» **Document segment**
Under the new management agreement, GLOBALT, Inc. will select portfolio
securities for investment by the Fund, purchase and sell securities of the Fund,
and upon making any purchase or sale decision, place orders for the execution of
such portfolio transactions, all in accordance with the Investment Company Act
and any rules thereunder, the supervision and control of the Board of Trustees
of the Trust, such specific instructions as the Board of Trustees may adopt and
communicate to GLOBALT, Inc., and the investment objective, policies and
restrictions of the Fund.
GLOBALT, Inc. will receive from the Fund a fee at an annual rate of
1.17% of the average value of the daily net assets of the Fund. This is the
same fee that GLOBALT, Inc. currently receives from the Fund under the
present management agreement.

» **Job a**
Locate each line in the records that contains the string "opening" and copy those lines.
The passage on the Fund's management agreement and the records are separate, unrelated material.

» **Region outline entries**

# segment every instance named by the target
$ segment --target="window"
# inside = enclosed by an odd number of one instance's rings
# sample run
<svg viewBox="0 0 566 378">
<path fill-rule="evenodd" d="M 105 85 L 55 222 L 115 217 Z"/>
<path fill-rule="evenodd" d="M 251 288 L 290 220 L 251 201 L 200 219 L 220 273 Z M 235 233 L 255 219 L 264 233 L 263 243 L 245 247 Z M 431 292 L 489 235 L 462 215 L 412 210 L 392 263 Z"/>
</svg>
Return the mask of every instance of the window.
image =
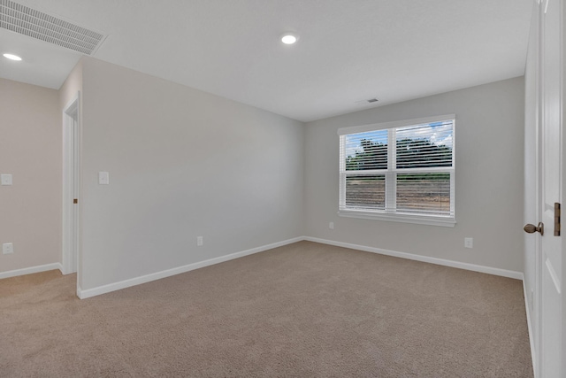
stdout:
<svg viewBox="0 0 566 378">
<path fill-rule="evenodd" d="M 455 119 L 339 129 L 339 214 L 454 226 Z"/>
</svg>

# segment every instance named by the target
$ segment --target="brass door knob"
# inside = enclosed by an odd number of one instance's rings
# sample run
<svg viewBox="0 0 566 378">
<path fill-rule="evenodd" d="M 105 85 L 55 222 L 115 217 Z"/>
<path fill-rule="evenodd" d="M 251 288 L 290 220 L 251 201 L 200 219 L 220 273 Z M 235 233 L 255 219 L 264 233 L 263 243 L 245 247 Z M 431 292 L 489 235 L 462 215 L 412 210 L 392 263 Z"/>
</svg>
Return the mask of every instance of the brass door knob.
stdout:
<svg viewBox="0 0 566 378">
<path fill-rule="evenodd" d="M 542 222 L 539 222 L 537 226 L 529 223 L 525 225 L 523 229 L 529 234 L 532 234 L 533 232 L 539 232 L 541 235 L 545 234 L 545 225 Z"/>
</svg>

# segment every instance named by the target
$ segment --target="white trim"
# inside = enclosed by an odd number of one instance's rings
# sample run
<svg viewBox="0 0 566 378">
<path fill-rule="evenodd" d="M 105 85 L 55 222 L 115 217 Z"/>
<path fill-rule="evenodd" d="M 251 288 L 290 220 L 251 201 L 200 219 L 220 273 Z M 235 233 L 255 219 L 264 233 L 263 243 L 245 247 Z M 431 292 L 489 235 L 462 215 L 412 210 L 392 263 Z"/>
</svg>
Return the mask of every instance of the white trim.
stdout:
<svg viewBox="0 0 566 378">
<path fill-rule="evenodd" d="M 394 120 L 392 122 L 371 123 L 370 125 L 350 126 L 340 127 L 337 133 L 339 135 L 346 134 L 357 134 L 365 131 L 380 130 L 383 128 L 401 127 L 403 126 L 423 125 L 425 123 L 440 122 L 442 120 L 453 120 L 455 121 L 455 114 L 438 115 L 434 117 L 415 118 L 412 120 Z"/>
<path fill-rule="evenodd" d="M 338 212 L 338 215 L 340 217 L 348 218 L 359 218 L 363 220 L 388 220 L 392 222 L 402 223 L 414 223 L 419 225 L 429 226 L 442 226 L 442 227 L 454 227 L 456 224 L 456 220 L 451 217 L 432 217 L 432 216 L 418 216 L 418 215 L 408 215 L 396 212 L 386 213 L 386 212 L 370 212 L 362 211 L 347 211 L 340 210 Z"/>
<path fill-rule="evenodd" d="M 9 270 L 8 272 L 0 272 L 0 279 L 17 277 L 19 275 L 32 274 L 34 273 L 47 272 L 48 270 L 58 269 L 63 274 L 63 266 L 60 263 L 51 263 L 40 265 L 37 266 L 25 267 L 22 269 Z"/>
<path fill-rule="evenodd" d="M 319 239 L 317 237 L 306 236 L 304 240 L 309 242 L 320 243 L 323 244 L 335 245 L 337 247 L 350 248 L 352 250 L 364 251 L 366 252 L 378 253 L 380 255 L 393 256 L 395 258 L 407 258 L 409 260 L 422 261 L 430 264 L 436 264 L 444 266 L 456 267 L 458 269 L 470 270 L 472 272 L 486 273 L 487 274 L 500 275 L 501 277 L 523 279 L 523 273 L 512 270 L 501 269 L 498 267 L 486 266 L 476 264 L 463 263 L 460 261 L 447 260 L 445 258 L 431 258 L 428 256 L 415 255 L 407 252 L 398 252 L 396 251 L 382 250 L 381 248 L 367 247 L 365 245 L 351 244 L 349 243 L 335 242 L 333 240 Z"/>
<path fill-rule="evenodd" d="M 188 264 L 161 272 L 152 273 L 140 277 L 131 278 L 129 280 L 120 281 L 119 282 L 109 283 L 108 285 L 99 286 L 97 288 L 87 289 L 83 290 L 77 286 L 77 297 L 80 299 L 89 298 L 91 297 L 99 296 L 101 294 L 110 293 L 111 291 L 119 290 L 121 289 L 129 288 L 142 283 L 149 282 L 151 281 L 161 280 L 162 278 L 170 277 L 172 275 L 180 274 L 181 273 L 190 272 L 204 266 L 214 264 L 223 263 L 244 256 L 252 255 L 254 253 L 263 252 L 264 251 L 272 250 L 273 248 L 281 247 L 283 245 L 291 244 L 304 240 L 304 237 L 299 236 L 293 239 L 284 240 L 282 242 L 273 243 L 272 244 L 262 245 L 261 247 L 252 248 L 251 250 L 242 251 L 241 252 L 231 253 L 229 255 L 220 256 L 218 258 L 210 258 L 208 260 Z"/>
<path fill-rule="evenodd" d="M 531 343 L 531 359 L 532 360 L 532 374 L 537 378 L 537 355 L 535 353 L 534 335 L 532 334 L 532 322 L 531 320 L 531 308 L 529 307 L 529 297 L 527 297 L 527 287 L 524 282 L 524 274 L 521 274 L 523 280 L 523 297 L 524 297 L 524 308 L 527 314 L 527 329 L 529 331 L 529 343 Z"/>
</svg>

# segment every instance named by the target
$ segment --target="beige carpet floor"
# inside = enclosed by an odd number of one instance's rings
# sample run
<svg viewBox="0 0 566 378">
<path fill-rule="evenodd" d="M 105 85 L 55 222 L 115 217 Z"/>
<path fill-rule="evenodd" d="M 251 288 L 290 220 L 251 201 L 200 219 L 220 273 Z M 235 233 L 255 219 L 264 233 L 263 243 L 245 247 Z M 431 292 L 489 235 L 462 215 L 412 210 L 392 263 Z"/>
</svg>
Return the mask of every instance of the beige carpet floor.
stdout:
<svg viewBox="0 0 566 378">
<path fill-rule="evenodd" d="M 0 280 L 0 376 L 531 377 L 520 281 L 301 242 L 80 300 Z"/>
</svg>

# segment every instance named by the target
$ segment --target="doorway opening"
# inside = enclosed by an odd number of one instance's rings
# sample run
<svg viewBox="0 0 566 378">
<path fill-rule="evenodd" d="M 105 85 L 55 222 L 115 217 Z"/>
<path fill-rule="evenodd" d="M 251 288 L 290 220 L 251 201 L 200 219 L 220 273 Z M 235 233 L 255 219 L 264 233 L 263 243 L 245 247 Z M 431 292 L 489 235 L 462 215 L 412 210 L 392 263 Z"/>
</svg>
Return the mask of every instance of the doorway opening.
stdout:
<svg viewBox="0 0 566 378">
<path fill-rule="evenodd" d="M 80 274 L 80 94 L 63 110 L 63 274 Z M 79 278 L 77 277 L 77 287 Z"/>
</svg>

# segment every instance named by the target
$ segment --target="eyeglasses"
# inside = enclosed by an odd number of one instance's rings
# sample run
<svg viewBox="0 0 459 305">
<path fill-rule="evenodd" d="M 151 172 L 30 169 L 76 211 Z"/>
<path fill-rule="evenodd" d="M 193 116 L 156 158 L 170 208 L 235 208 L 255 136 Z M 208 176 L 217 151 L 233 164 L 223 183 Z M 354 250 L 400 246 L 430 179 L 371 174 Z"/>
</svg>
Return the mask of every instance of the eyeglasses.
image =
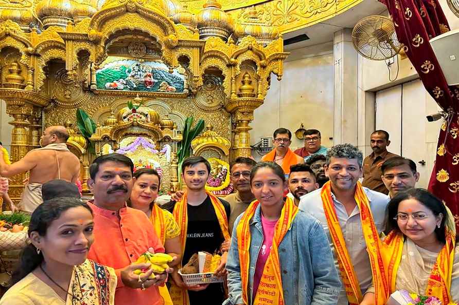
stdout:
<svg viewBox="0 0 459 305">
<path fill-rule="evenodd" d="M 274 141 L 276 142 L 276 143 L 280 143 L 282 142 L 287 143 L 287 142 L 289 142 L 289 141 L 290 141 L 290 139 L 286 139 L 286 138 L 279 138 L 279 139 L 274 139 Z"/>
<path fill-rule="evenodd" d="M 242 173 L 236 171 L 232 174 L 231 177 L 234 179 L 238 179 L 241 175 L 244 178 L 248 179 L 250 178 L 250 171 L 242 171 Z"/>
<path fill-rule="evenodd" d="M 398 213 L 394 217 L 394 219 L 400 222 L 406 222 L 410 218 L 410 214 L 405 214 L 404 213 Z M 411 217 L 414 220 L 417 222 L 418 221 L 422 221 L 429 218 L 429 216 L 425 213 L 413 213 L 411 214 Z"/>
<path fill-rule="evenodd" d="M 320 139 L 320 138 L 317 137 L 314 137 L 314 138 L 305 138 L 305 141 L 306 142 L 315 142 L 319 139 Z"/>
<path fill-rule="evenodd" d="M 323 167 L 325 166 L 325 164 L 312 164 L 312 165 L 311 165 L 311 168 L 312 168 L 313 169 L 320 169 L 321 168 L 322 168 L 322 167 Z"/>
</svg>

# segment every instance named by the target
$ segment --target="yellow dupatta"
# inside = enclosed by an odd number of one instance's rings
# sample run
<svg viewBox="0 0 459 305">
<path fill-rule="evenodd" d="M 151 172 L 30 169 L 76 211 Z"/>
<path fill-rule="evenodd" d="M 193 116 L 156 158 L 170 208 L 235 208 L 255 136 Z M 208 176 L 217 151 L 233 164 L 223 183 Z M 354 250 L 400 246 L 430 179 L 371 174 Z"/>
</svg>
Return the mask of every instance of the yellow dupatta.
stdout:
<svg viewBox="0 0 459 305">
<path fill-rule="evenodd" d="M 438 253 L 436 262 L 432 269 L 427 281 L 425 295 L 436 297 L 442 301 L 442 304 L 448 304 L 452 301 L 450 290 L 456 236 L 448 226 L 445 226 L 445 230 L 446 242 Z M 405 238 L 402 233 L 392 231 L 382 241 L 381 254 L 383 258 L 383 268 L 387 271 L 387 279 L 389 280 L 386 285 L 389 287 L 390 290 L 385 296 L 385 300 L 382 302 L 377 300 L 377 305 L 385 304 L 391 294 L 395 291 L 397 272 L 401 261 Z M 375 292 L 377 293 L 378 290 L 381 289 L 381 285 L 379 283 L 376 284 L 376 282 L 375 283 Z"/>
<path fill-rule="evenodd" d="M 164 217 L 164 213 L 162 208 L 158 206 L 157 204 L 153 204 L 153 208 L 151 209 L 151 214 L 150 215 L 150 221 L 154 227 L 155 233 L 161 241 L 161 243 L 164 245 L 166 243 L 166 220 Z M 172 299 L 169 290 L 166 285 L 158 286 L 158 290 L 160 295 L 164 300 L 164 305 L 172 305 Z"/>
<path fill-rule="evenodd" d="M 247 292 L 249 289 L 249 273 L 250 265 L 250 223 L 259 204 L 259 202 L 258 200 L 255 200 L 250 204 L 236 228 L 241 279 L 242 282 L 242 300 L 246 304 L 249 304 Z M 264 264 L 263 273 L 260 280 L 260 284 L 255 294 L 253 304 L 269 303 L 273 305 L 284 304 L 280 263 L 277 248 L 290 228 L 298 211 L 298 208 L 293 201 L 287 197 L 282 208 L 280 217 L 276 223 L 274 235 L 273 237 L 272 247 Z"/>
<path fill-rule="evenodd" d="M 215 196 L 209 192 L 206 192 L 207 196 L 210 198 L 210 202 L 214 209 L 215 210 L 215 214 L 220 224 L 220 228 L 223 234 L 225 240 L 230 239 L 231 235 L 228 231 L 228 218 L 226 217 L 226 212 L 225 207 L 222 203 Z M 182 196 L 180 201 L 178 201 L 174 206 L 174 211 L 172 215 L 175 221 L 180 227 L 180 240 L 182 242 L 182 257 L 185 253 L 185 246 L 186 244 L 186 233 L 188 227 L 188 213 L 187 213 L 187 193 L 185 192 Z M 183 258 L 182 258 L 183 259 Z M 179 268 L 182 267 L 182 262 L 179 264 Z M 170 296 L 174 305 L 188 305 L 189 299 L 188 297 L 188 292 L 186 289 L 182 289 L 175 285 L 171 287 Z"/>
<path fill-rule="evenodd" d="M 164 245 L 166 242 L 166 219 L 164 217 L 164 213 L 163 209 L 158 206 L 157 204 L 153 205 L 151 209 L 151 214 L 150 215 L 150 221 L 154 227 L 154 231 L 156 235 Z"/>
<path fill-rule="evenodd" d="M 346 290 L 346 295 L 351 305 L 360 304 L 363 299 L 363 296 L 362 292 L 360 291 L 360 285 L 357 279 L 357 276 L 346 247 L 346 243 L 343 236 L 343 232 L 341 231 L 340 223 L 337 216 L 336 211 L 331 198 L 331 187 L 329 181 L 325 183 L 322 187 L 321 196 L 324 206 L 324 212 L 327 219 L 327 223 L 330 232 L 330 236 L 333 242 L 338 264 L 340 266 L 341 279 Z M 373 278 L 385 279 L 385 272 L 384 269 L 382 268 L 383 263 L 380 253 L 381 241 L 379 239 L 379 235 L 373 221 L 373 216 L 372 214 L 372 210 L 370 209 L 368 198 L 363 192 L 360 182 L 357 182 L 354 198 L 360 212 L 362 230 L 366 243 Z M 385 282 L 383 281 L 381 282 L 383 283 Z M 389 288 L 387 287 L 382 286 L 382 288 L 383 289 L 382 291 L 387 292 L 389 291 Z M 382 296 L 380 293 L 379 295 L 376 294 L 375 295 L 377 300 L 381 299 Z"/>
</svg>

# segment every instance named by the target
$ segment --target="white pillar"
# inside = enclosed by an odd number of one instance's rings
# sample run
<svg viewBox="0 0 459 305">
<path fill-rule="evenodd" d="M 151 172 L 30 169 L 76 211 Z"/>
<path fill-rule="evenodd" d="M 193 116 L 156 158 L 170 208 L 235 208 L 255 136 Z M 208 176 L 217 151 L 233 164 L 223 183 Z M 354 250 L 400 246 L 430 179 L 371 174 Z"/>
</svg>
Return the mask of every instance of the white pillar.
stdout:
<svg viewBox="0 0 459 305">
<path fill-rule="evenodd" d="M 333 36 L 334 144 L 358 144 L 358 56 L 351 33 L 352 29 L 344 28 Z"/>
</svg>

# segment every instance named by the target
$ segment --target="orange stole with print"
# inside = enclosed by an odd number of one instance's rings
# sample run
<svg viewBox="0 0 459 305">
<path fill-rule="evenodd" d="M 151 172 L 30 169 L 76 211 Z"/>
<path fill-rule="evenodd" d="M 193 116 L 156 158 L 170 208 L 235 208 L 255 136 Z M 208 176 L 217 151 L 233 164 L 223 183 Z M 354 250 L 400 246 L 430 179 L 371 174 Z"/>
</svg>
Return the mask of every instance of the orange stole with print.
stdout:
<svg viewBox="0 0 459 305">
<path fill-rule="evenodd" d="M 296 164 L 298 162 L 296 162 L 296 156 L 298 156 L 291 149 L 289 148 L 287 150 L 285 157 L 284 157 L 284 162 L 282 162 L 282 169 L 284 170 L 285 174 L 289 174 L 290 173 L 290 165 Z M 274 159 L 276 158 L 276 148 L 274 148 L 266 155 L 263 156 L 261 160 L 264 161 L 270 161 L 275 162 Z"/>
<path fill-rule="evenodd" d="M 437 257 L 436 262 L 429 276 L 425 293 L 425 295 L 438 298 L 442 304 L 448 304 L 452 301 L 450 290 L 456 240 L 455 234 L 447 226 L 445 226 L 445 231 L 446 243 Z M 386 284 L 390 290 L 385 295 L 386 299 L 382 302 L 377 302 L 377 305 L 385 304 L 391 294 L 395 291 L 397 272 L 401 260 L 404 238 L 401 233 L 393 231 L 382 241 L 381 254 L 384 264 L 383 268 L 387 270 L 389 281 Z M 376 292 L 381 289 L 381 286 L 379 283 L 375 285 Z"/>
<path fill-rule="evenodd" d="M 249 304 L 247 295 L 249 289 L 249 270 L 250 265 L 250 220 L 253 217 L 258 200 L 251 203 L 241 218 L 236 228 L 238 248 L 239 251 L 239 263 L 241 268 L 241 278 L 242 281 L 242 300 Z M 253 304 L 257 305 L 284 305 L 284 290 L 280 274 L 280 263 L 279 260 L 278 247 L 288 231 L 298 213 L 298 208 L 293 201 L 287 197 L 282 208 L 280 218 L 277 220 L 273 237 L 273 245 L 264 264 L 263 274 L 260 279 L 258 290 L 255 294 Z"/>
<path fill-rule="evenodd" d="M 330 236 L 336 253 L 341 280 L 346 290 L 347 299 L 351 304 L 360 304 L 363 298 L 362 292 L 360 291 L 360 285 L 357 276 L 346 247 L 343 232 L 341 231 L 341 227 L 337 216 L 336 211 L 331 198 L 331 187 L 329 181 L 322 187 L 321 196 L 324 205 L 324 212 L 327 219 Z M 357 182 L 355 199 L 360 211 L 362 230 L 366 243 L 373 278 L 385 279 L 386 276 L 384 269 L 382 268 L 382 259 L 380 252 L 381 246 L 381 241 L 379 239 L 378 231 L 376 230 L 376 226 L 375 225 L 373 221 L 373 216 L 372 215 L 368 198 L 363 192 L 360 182 Z M 383 288 L 383 291 L 386 292 L 389 290 L 389 288 L 387 287 Z M 375 296 L 377 297 L 377 300 L 381 298 L 381 296 L 377 294 Z"/>
<path fill-rule="evenodd" d="M 215 210 L 215 214 L 220 224 L 223 237 L 225 240 L 230 239 L 231 237 L 228 230 L 228 219 L 226 217 L 226 212 L 225 211 L 225 207 L 220 202 L 216 196 L 210 193 L 206 192 L 207 196 L 210 198 L 210 202 L 214 209 Z M 186 232 L 188 227 L 188 214 L 187 213 L 187 194 L 185 192 L 180 201 L 175 203 L 172 215 L 175 221 L 180 227 L 180 241 L 182 242 L 182 257 L 185 253 L 185 245 L 186 244 Z M 182 258 L 183 259 L 183 258 Z M 179 265 L 178 268 L 182 268 L 182 263 Z M 170 296 L 174 305 L 188 305 L 190 303 L 188 297 L 188 292 L 186 289 L 172 285 L 169 291 Z"/>
</svg>

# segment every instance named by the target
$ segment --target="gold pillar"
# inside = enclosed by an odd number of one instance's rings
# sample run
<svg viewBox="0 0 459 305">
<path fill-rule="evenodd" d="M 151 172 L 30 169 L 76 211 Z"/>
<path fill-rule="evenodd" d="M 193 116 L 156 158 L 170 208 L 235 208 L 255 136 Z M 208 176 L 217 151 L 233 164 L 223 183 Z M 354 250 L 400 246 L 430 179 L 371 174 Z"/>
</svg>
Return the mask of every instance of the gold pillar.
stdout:
<svg viewBox="0 0 459 305">
<path fill-rule="evenodd" d="M 250 147 L 250 135 L 249 131 L 252 127 L 249 124 L 253 120 L 253 111 L 250 112 L 240 112 L 239 110 L 236 113 L 236 135 L 237 143 L 235 143 L 235 157 L 250 157 L 252 156 Z"/>
<path fill-rule="evenodd" d="M 233 160 L 238 157 L 252 155 L 249 133 L 252 127 L 249 124 L 253 120 L 253 111 L 263 104 L 262 98 L 255 97 L 250 74 L 245 72 L 241 82 L 236 97 L 231 98 L 225 106 L 226 111 L 233 115 L 233 122 L 236 124 L 233 130 Z M 232 97 L 234 93 L 232 92 Z"/>
<path fill-rule="evenodd" d="M 30 125 L 28 117 L 31 115 L 32 107 L 20 100 L 7 101 L 6 113 L 13 117 L 8 124 L 13 125 L 11 131 L 11 162 L 15 162 L 24 158 L 29 151 L 29 137 L 27 127 Z M 8 193 L 13 201 L 21 199 L 23 188 L 23 181 L 26 173 L 16 175 L 9 178 Z"/>
<path fill-rule="evenodd" d="M 42 109 L 34 107 L 32 114 L 29 117 L 29 150 L 40 148 L 40 139 L 41 138 L 42 125 L 38 123 L 42 116 Z"/>
</svg>

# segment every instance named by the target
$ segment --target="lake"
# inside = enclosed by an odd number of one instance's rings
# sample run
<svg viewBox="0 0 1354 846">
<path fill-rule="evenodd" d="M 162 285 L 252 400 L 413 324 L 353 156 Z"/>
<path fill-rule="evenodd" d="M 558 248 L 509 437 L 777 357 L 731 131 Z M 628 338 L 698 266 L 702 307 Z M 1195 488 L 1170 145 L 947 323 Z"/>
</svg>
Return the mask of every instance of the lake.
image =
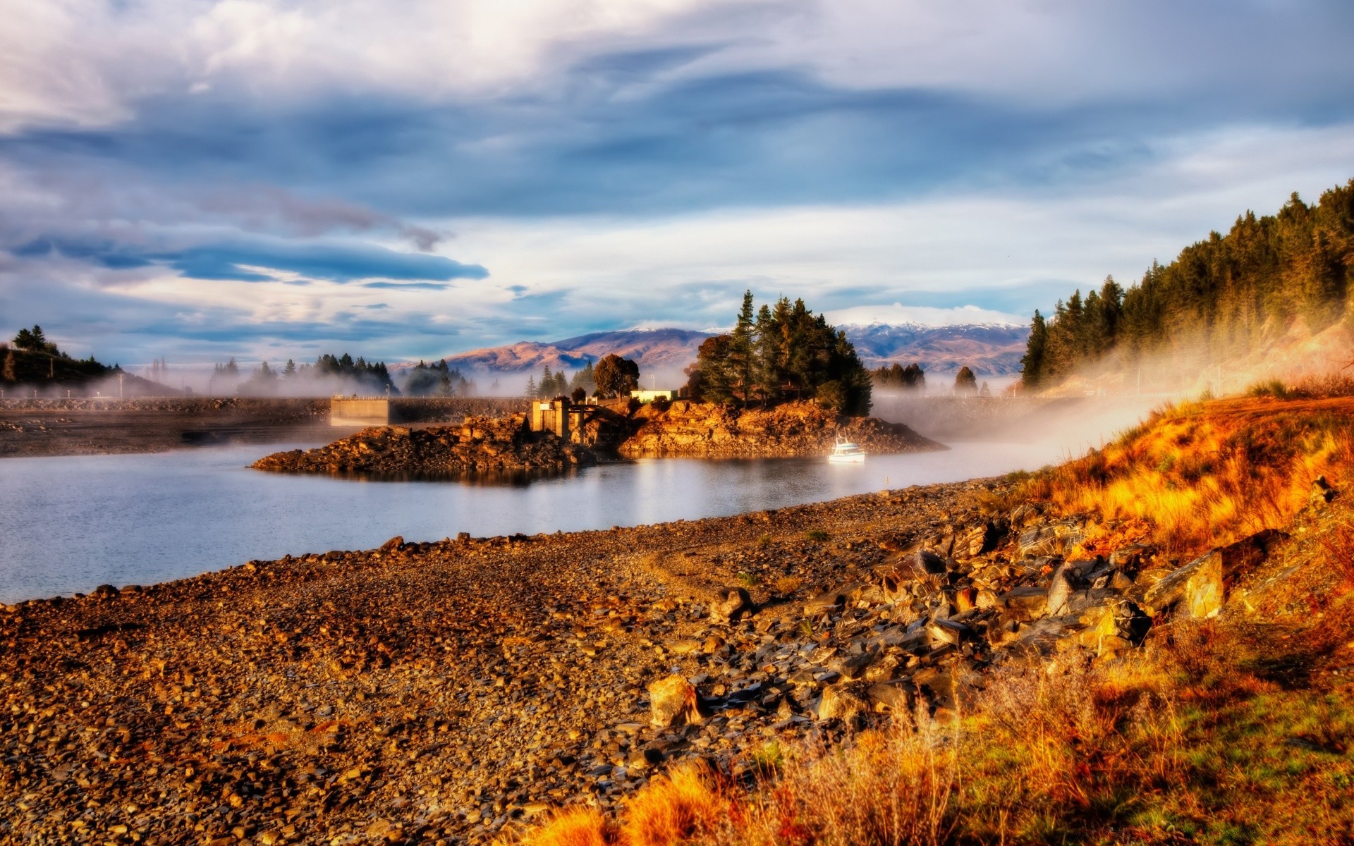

» **Job b**
Answer these questions from the passage on the Fund's management agreement:
(i) Whose supervision and control must GLOBALT, Inc. act under when handling the Fund's portfolio transactions?
(ii) At what annual rate will GLOBALT, Inc. be paid by the Fund?
(iii) How does that fee compare with what GLOBALT, Inc. receives under the present management agreement?

» **Task result a**
$ segment --target="doorway opening"
Return the mask of every instance of the doorway opening.

» **Task result b**
(i) The Board of Trustees of the Trust.
(ii) 1.17% of the average value of the daily net assets of the Fund.
(iii) It is the same fee.